>> Start

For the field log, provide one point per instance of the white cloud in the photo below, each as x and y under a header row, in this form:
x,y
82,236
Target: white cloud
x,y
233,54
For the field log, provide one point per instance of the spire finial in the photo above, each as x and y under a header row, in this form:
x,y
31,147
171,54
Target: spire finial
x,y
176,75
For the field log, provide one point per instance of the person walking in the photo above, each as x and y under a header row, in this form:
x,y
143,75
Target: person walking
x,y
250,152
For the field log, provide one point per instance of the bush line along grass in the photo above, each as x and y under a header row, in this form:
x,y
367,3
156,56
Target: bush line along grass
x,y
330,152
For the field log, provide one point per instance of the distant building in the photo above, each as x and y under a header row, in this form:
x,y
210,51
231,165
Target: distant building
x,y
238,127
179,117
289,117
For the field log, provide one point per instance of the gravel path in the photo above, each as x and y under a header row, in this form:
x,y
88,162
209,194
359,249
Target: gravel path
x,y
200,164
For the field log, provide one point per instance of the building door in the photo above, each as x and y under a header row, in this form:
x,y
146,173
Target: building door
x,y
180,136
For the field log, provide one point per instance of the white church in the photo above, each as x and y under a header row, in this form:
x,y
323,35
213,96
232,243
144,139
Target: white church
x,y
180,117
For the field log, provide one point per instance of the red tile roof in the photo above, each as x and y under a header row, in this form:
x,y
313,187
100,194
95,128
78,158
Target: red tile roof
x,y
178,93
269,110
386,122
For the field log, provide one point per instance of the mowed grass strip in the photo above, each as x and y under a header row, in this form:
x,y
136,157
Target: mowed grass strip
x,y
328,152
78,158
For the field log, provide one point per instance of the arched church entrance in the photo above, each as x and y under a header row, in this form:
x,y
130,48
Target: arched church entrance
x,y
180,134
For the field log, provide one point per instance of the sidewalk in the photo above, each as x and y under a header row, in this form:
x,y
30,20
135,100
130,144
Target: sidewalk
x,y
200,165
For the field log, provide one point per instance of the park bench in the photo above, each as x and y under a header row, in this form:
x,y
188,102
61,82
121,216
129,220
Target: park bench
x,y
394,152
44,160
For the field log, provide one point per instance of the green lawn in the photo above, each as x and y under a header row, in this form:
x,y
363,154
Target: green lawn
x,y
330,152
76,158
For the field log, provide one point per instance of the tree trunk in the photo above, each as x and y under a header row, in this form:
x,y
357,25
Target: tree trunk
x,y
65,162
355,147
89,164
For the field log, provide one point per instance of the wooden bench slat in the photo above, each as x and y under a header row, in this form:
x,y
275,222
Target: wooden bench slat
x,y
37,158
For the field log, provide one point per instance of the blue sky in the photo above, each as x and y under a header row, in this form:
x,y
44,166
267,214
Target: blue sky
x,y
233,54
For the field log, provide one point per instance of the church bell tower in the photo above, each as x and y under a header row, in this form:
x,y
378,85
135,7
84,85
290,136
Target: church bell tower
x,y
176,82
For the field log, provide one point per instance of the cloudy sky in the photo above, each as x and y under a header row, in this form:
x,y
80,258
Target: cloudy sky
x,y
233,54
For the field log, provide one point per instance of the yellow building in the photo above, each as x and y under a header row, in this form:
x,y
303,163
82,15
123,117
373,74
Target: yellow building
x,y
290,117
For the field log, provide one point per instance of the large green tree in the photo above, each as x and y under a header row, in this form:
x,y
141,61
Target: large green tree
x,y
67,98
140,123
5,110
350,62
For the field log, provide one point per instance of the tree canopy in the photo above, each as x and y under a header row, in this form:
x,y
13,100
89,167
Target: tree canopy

>> End

▸ **Written task**:
Give all the items above again with "field log" switched to "survey sheet" wherever it occurs, leaving everything else unchanged.

▸ **The completed task**:
For the survey sheet, provide one point per instance of the white cloud in the photo below, each as x and y under a header row, in this form:
x,y
82,236
Target: white cloud
x,y
233,54
For the survey sheet, provide one point per instance of the spire finial in the photo above, each as x and y under a header row, in this form:
x,y
31,147
171,54
Target: spire finial
x,y
176,75
For the survey sheet, provide one point per instance of the person walking in the photo above, each as x and y under a header row, in this form:
x,y
143,75
Target: person walking
x,y
250,152
For the survey sheet, provide one point per instance of the bush line along grass in the photo above, each as x and y under a header row, in this form:
x,y
367,3
156,56
Target: bush line along grass
x,y
330,152
For the survey sheet, provide one point per instance of the distant building in the photo above, each as x and y under a header row, in this form:
x,y
210,51
231,165
Target: distant building
x,y
238,127
179,117
289,117
For the survey sheet, provide one point per instance of the gravel path in the photo above, each as x and y under a header row, in this form:
x,y
88,162
209,194
359,249
Target: gravel path
x,y
200,164
For the survey sheet, provide one point per instance of the building door in the photo above, each as x and y under a header row, in this form:
x,y
146,173
Target: building door
x,y
180,136
For the survey sheet, provide one point per instance of the white church in the photo above, each as x and y under a header row, in this form:
x,y
323,35
213,96
232,243
144,139
Target: white church
x,y
180,117
For the survey sheet, provide one point per instance of the red tile roof in the photo above, each as x and y under a header row, in this form:
x,y
313,187
100,194
95,128
78,158
Target: red tile roof
x,y
178,93
269,110
386,122
For the survey sheet, provide one point per instance of the mowed grass strip in the photo above, each as x and y under a header row, in this form:
x,y
136,157
Target: mowed grass strip
x,y
328,152
78,158
For the survey sheet, provide one point per instance of the arched church entrance in the photo above, each as x and y under a header row, in this form:
x,y
130,48
Target: arched church entrance
x,y
180,134
For the survey sheet, provide one point per instance of the sidewalk in the photo above, each as x and y under a header row, in this form:
x,y
30,20
135,100
130,144
Target: sidewalk
x,y
200,165
For the survey sheet, provide one point per instance of the park bench in the photo above, each as x and y under a header row, in this form:
x,y
188,102
61,82
121,216
129,220
Target: park bench
x,y
394,152
44,160
For the survey sheet, provide one point per instance of the green lawn in the photo above, each as x and y under a header row, in this form:
x,y
363,154
Target: green lawn
x,y
330,152
76,158
For the survey sheet, provide one point per instance of the tree trunk in the photo above, each as x and y under a header row, in this form:
x,y
357,25
Target: tree trunk
x,y
65,162
355,147
89,164
For the survey sheet, provide one point per instance of the wooden bench slat in the photo above, each as x and y under a header row, in this form:
x,y
275,222
Target: wooden bench slat
x,y
37,158
For the survey sheet, provide one point per instance of the blue sky in the photo above, each as x and y under a header row, in this form:
x,y
44,166
267,214
Target: blue sky
x,y
233,54
For the survey sheet, provide one point per instance of the church bell tower in the photo above, each as x and y under a header row, in this form:
x,y
378,85
135,7
84,85
290,136
Target: church bell tower
x,y
176,82
For the survey sheet, provide one point per instance of the cloudy sky in the photo above, each as x and y under a header row, in this form:
x,y
80,258
Target: cloudy sky
x,y
233,54
For the survey sheet, provide one point per instance of the yellow building in the photo above, each as x and y under a header row, in this form:
x,y
303,163
82,15
123,117
373,74
Target: yellow building
x,y
290,117
For the survey sheet, provide one point per instance of the large green tree in the photo above, each as x and y under a header row, in this form:
x,y
141,61
Target: large green tree
x,y
67,98
140,123
5,110
350,62
For the survey sheet, provide one point per instance of the tree canopy in the photo above, each as x and y under a header row, in this form:
x,y
13,100
89,167
Target: tree canopy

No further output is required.